> _Task to carry out_: Where the word "panel" appears in a line below, copy the whole line.

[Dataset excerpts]
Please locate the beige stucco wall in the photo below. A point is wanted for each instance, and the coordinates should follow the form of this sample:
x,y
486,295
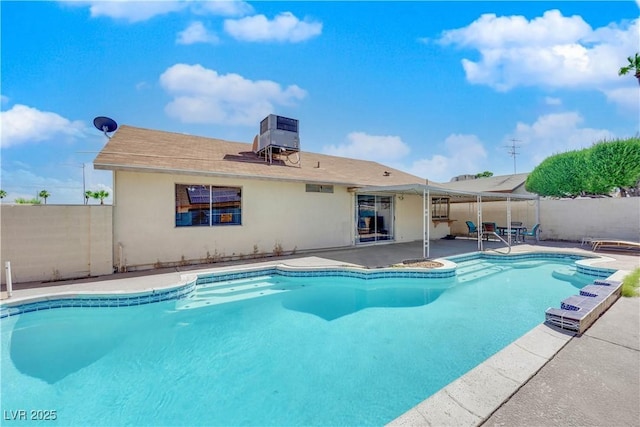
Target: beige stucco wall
x,y
273,214
49,242
616,218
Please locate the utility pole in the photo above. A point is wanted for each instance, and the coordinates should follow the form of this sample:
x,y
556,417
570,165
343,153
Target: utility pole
x,y
513,153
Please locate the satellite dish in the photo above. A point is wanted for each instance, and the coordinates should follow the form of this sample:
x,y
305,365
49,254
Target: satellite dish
x,y
105,124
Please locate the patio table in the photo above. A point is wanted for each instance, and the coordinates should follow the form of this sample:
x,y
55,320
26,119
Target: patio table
x,y
519,229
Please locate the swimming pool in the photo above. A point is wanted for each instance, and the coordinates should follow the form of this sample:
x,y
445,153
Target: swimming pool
x,y
325,349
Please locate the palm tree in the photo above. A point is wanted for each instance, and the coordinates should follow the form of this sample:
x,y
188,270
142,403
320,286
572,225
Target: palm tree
x,y
102,194
44,194
634,66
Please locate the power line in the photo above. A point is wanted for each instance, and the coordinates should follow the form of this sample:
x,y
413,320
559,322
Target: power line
x,y
513,152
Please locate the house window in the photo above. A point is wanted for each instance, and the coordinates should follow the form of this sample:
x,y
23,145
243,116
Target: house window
x,y
440,208
208,205
315,188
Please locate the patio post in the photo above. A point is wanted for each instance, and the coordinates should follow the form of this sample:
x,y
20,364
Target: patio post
x,y
480,230
426,232
509,218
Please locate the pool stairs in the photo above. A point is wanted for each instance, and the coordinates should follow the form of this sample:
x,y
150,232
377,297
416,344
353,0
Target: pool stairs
x,y
479,268
230,290
578,312
207,294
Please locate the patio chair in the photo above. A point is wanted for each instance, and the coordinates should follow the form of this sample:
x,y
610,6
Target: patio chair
x,y
489,228
515,232
472,228
531,233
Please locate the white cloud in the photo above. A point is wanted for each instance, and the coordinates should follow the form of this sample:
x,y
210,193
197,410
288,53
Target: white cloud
x,y
549,100
550,51
22,124
384,149
202,95
131,11
555,133
465,154
283,28
222,8
143,10
196,33
20,182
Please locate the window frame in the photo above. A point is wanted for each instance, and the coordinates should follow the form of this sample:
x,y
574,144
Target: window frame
x,y
197,209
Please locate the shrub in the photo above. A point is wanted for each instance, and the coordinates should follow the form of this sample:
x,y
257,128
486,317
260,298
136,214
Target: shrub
x,y
631,283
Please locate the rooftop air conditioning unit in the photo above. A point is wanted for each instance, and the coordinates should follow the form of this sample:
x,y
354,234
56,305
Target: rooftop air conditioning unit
x,y
280,133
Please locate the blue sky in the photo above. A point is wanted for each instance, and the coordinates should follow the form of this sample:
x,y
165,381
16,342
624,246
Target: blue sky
x,y
437,89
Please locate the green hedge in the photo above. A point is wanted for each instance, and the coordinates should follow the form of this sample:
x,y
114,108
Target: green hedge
x,y
597,170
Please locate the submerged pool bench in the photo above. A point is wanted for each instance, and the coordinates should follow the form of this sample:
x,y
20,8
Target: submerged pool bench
x,y
578,312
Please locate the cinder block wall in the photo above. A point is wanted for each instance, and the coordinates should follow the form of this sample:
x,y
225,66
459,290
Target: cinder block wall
x,y
566,219
49,242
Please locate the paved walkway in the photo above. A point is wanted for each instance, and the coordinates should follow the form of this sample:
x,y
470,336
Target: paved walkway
x,y
546,378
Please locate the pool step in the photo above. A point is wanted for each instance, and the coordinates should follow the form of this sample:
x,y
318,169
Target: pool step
x,y
233,288
207,294
571,275
199,302
477,269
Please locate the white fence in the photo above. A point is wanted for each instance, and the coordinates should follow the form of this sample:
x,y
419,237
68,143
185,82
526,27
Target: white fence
x,y
54,242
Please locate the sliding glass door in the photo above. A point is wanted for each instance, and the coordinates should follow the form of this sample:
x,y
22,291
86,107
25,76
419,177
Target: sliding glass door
x,y
374,218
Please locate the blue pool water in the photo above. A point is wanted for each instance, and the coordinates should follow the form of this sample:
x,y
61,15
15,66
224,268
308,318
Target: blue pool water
x,y
313,351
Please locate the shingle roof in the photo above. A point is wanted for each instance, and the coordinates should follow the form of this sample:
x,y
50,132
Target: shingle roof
x,y
495,184
147,150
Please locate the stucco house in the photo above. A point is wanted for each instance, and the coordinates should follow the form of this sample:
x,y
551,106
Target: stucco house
x,y
185,199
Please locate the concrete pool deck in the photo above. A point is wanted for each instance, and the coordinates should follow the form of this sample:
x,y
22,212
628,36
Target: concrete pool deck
x,y
547,377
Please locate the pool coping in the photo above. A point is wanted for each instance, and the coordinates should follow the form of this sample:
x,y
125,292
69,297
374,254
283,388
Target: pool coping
x,y
468,400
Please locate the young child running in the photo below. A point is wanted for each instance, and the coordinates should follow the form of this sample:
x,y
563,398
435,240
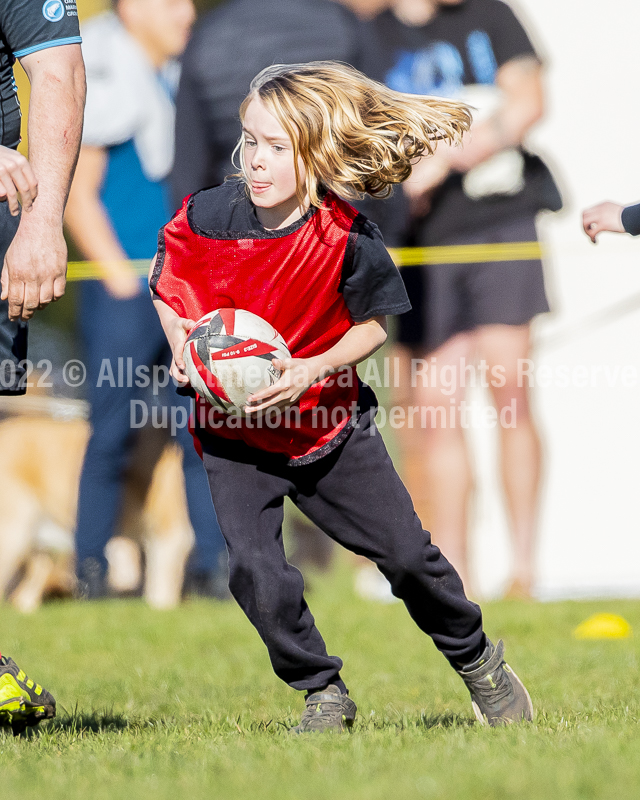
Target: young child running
x,y
278,241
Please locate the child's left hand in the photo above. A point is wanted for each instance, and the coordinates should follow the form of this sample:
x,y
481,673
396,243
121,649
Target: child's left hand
x,y
298,374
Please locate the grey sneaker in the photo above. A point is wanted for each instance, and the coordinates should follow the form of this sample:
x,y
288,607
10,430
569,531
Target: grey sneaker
x,y
498,696
327,710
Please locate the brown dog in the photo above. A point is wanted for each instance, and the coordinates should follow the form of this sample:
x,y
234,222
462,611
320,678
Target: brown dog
x,y
40,462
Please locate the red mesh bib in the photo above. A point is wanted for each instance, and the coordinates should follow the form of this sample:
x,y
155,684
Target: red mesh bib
x,y
289,277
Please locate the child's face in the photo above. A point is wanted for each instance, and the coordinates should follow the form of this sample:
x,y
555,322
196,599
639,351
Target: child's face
x,y
268,158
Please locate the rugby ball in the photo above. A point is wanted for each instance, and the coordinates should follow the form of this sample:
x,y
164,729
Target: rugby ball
x,y
228,357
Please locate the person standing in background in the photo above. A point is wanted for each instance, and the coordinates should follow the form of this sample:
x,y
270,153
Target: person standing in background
x,y
488,191
46,40
229,46
118,202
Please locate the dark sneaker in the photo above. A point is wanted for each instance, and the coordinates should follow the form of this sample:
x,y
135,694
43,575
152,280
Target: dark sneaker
x,y
22,702
327,710
91,583
497,694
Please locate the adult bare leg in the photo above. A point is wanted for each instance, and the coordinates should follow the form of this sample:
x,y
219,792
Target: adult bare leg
x,y
448,481
502,346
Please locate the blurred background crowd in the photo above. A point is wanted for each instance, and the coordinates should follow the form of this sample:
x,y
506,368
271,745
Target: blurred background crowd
x,y
519,507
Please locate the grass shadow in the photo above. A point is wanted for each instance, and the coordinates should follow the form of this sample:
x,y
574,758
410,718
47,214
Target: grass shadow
x,y
108,721
446,720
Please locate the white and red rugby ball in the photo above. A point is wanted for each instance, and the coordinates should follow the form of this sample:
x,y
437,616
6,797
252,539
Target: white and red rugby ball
x,y
228,357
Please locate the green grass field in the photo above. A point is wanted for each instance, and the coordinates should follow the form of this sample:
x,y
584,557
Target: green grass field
x,y
184,705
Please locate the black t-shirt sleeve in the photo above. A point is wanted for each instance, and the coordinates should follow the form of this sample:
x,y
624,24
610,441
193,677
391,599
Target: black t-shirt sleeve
x,y
371,283
31,25
508,37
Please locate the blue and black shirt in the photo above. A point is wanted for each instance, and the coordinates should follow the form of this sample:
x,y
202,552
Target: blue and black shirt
x,y
27,26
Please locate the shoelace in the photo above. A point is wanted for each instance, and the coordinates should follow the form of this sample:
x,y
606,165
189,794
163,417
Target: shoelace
x,y
329,708
501,686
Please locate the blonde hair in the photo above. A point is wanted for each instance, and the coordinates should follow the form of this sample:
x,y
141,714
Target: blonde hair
x,y
354,135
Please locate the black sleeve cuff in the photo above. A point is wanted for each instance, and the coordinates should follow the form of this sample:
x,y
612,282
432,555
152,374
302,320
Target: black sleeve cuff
x,y
631,219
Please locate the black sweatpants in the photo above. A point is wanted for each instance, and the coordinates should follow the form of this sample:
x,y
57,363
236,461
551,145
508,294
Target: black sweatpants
x,y
355,495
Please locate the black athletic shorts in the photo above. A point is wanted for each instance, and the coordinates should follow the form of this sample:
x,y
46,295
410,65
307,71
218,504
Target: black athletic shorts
x,y
451,298
13,335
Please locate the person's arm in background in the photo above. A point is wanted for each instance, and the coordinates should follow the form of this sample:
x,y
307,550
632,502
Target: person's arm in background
x,y
89,225
612,217
192,161
520,81
35,265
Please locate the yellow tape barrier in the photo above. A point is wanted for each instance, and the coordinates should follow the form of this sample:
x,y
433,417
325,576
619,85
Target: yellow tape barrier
x,y
403,257
466,253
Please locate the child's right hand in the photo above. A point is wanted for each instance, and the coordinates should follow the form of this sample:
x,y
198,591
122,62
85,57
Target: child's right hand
x,y
603,217
177,335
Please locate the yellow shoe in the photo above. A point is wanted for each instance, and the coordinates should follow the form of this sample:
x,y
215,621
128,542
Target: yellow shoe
x,y
22,701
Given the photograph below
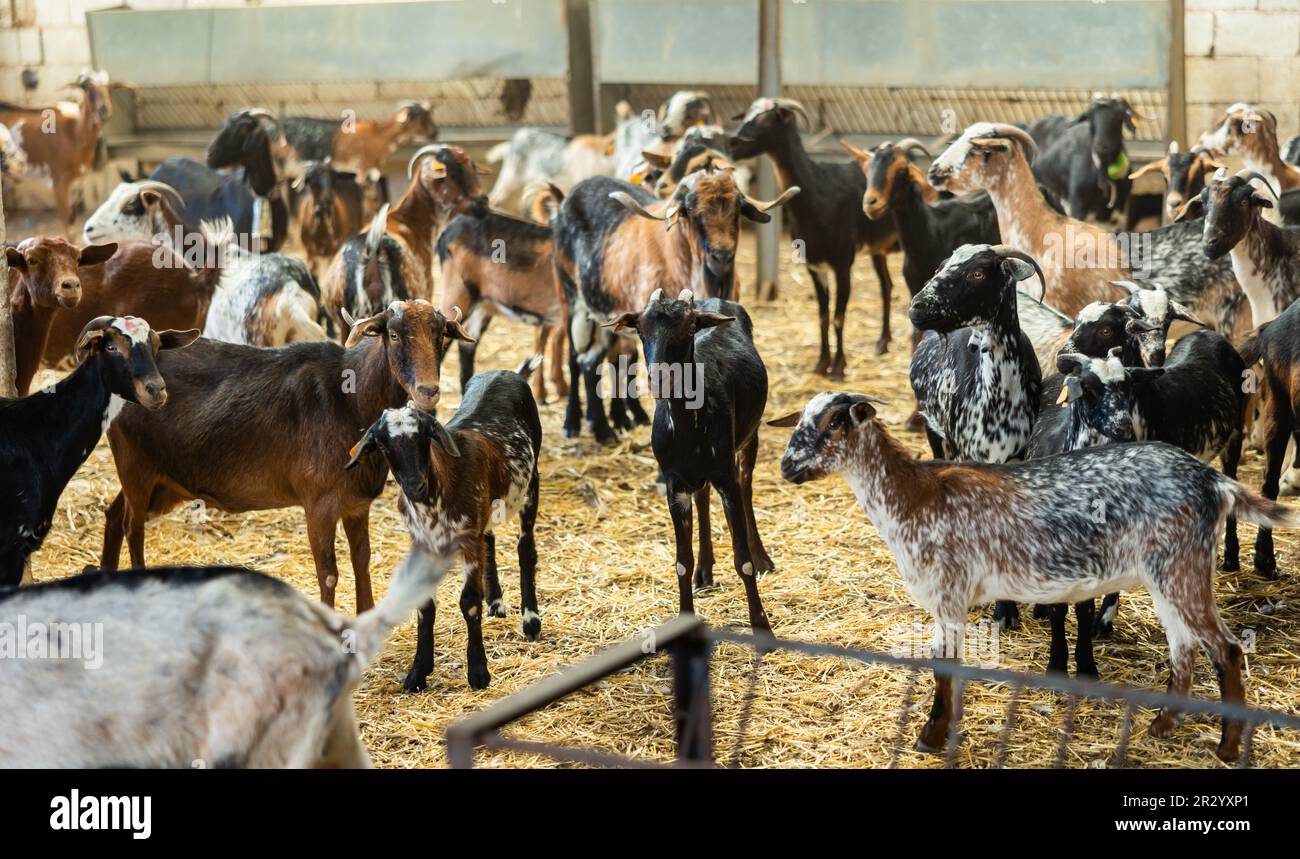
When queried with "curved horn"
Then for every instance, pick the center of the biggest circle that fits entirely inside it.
(1019, 135)
(427, 151)
(908, 144)
(1255, 174)
(161, 187)
(1006, 250)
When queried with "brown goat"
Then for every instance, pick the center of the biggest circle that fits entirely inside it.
(44, 277)
(267, 428)
(63, 138)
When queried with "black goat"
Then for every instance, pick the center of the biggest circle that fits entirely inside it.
(827, 218)
(710, 389)
(48, 434)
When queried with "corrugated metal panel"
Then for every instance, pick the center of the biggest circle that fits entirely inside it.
(906, 43)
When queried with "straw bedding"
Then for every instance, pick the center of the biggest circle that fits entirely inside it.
(606, 573)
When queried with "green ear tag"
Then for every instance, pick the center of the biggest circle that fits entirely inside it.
(1119, 168)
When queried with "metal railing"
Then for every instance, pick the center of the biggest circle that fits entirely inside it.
(689, 643)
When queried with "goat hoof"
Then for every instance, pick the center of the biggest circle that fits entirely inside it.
(415, 681)
(479, 677)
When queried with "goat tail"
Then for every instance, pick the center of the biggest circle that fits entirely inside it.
(412, 585)
(529, 364)
(1253, 508)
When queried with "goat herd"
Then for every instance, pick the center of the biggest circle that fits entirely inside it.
(307, 393)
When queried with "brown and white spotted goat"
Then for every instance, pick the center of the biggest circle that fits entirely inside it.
(965, 534)
(459, 482)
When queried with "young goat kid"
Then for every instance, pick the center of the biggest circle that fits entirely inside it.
(710, 343)
(47, 435)
(963, 534)
(459, 482)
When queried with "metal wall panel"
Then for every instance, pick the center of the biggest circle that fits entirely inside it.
(338, 43)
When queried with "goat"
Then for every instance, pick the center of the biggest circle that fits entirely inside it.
(459, 482)
(967, 533)
(1080, 259)
(533, 156)
(66, 151)
(827, 218)
(607, 260)
(1077, 164)
(497, 264)
(1184, 174)
(46, 274)
(1275, 345)
(393, 260)
(1194, 402)
(13, 160)
(260, 429)
(709, 345)
(50, 434)
(974, 372)
(329, 211)
(212, 666)
(360, 146)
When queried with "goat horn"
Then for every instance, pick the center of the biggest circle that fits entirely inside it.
(1255, 174)
(421, 153)
(161, 187)
(908, 144)
(1008, 251)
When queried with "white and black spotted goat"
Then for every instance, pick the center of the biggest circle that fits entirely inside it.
(459, 482)
(967, 533)
(975, 373)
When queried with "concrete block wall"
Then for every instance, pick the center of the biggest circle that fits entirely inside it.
(1242, 51)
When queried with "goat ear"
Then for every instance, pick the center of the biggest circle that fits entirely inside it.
(862, 412)
(172, 339)
(625, 320)
(1194, 208)
(787, 420)
(360, 448)
(706, 319)
(96, 254)
(1018, 269)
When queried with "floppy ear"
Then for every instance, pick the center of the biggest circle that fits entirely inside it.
(96, 254)
(362, 447)
(787, 420)
(1194, 208)
(369, 326)
(625, 320)
(706, 319)
(172, 339)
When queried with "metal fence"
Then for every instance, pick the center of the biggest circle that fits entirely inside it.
(689, 643)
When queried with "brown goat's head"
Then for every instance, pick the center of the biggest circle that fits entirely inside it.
(1231, 205)
(707, 207)
(889, 172)
(827, 433)
(415, 337)
(450, 177)
(978, 157)
(129, 350)
(51, 268)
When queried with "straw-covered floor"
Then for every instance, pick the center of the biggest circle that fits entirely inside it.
(606, 573)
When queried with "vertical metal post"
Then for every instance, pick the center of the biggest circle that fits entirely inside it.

> _Solved problem_:
When queried with "corrugated metal panel"
When queried with "metal wall panel"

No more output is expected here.